____ Records to process
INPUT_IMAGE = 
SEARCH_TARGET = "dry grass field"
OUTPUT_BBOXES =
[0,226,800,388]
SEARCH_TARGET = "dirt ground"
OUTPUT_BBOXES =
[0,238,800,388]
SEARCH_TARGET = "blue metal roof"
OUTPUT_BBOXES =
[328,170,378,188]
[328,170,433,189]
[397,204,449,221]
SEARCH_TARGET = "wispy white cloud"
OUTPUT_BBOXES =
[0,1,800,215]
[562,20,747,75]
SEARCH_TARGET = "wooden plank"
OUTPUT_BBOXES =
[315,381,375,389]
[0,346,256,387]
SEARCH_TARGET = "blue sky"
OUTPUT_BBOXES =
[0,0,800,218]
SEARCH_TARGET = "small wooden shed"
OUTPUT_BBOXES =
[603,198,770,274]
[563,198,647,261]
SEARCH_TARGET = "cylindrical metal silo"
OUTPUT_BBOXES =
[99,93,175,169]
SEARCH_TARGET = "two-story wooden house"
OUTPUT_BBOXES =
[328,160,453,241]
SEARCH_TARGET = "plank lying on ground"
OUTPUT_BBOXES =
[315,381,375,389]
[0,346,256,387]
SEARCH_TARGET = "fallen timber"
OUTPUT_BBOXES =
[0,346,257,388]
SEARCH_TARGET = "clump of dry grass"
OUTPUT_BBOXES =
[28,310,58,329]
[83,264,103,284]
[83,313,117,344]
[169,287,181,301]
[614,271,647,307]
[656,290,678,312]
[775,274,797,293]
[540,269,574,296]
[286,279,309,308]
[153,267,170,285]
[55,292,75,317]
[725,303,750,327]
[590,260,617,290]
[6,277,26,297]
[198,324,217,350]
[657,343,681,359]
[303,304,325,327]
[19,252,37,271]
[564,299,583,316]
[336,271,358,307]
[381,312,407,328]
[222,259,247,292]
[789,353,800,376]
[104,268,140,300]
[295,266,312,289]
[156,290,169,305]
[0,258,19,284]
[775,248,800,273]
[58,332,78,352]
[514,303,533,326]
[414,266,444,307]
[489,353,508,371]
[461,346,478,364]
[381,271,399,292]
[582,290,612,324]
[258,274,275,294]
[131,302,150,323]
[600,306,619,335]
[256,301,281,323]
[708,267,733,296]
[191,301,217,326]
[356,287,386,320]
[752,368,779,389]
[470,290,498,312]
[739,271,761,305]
________
## What you will do
Write out the rows above again, from the very first line up to and including the line containing "[397,204,449,221]", with the search lines kept as they are. Shift every bounding box coordinate in that stretch up by 93.

## Solution to the problem
INPUT_IMAGE = 
SEARCH_TARGET = "dry grass field"
OUTPUT_BBOXES =
[93,319,893,481]
SEARCH_TARGET = "dirt ground"
OUTPUT_BBOXES =
[93,331,893,481]
SEARCH_TARGET = "blue metal roof"
OUTPUT_BBOXES =
[421,263,471,281]
[421,263,526,282]
[490,297,542,314]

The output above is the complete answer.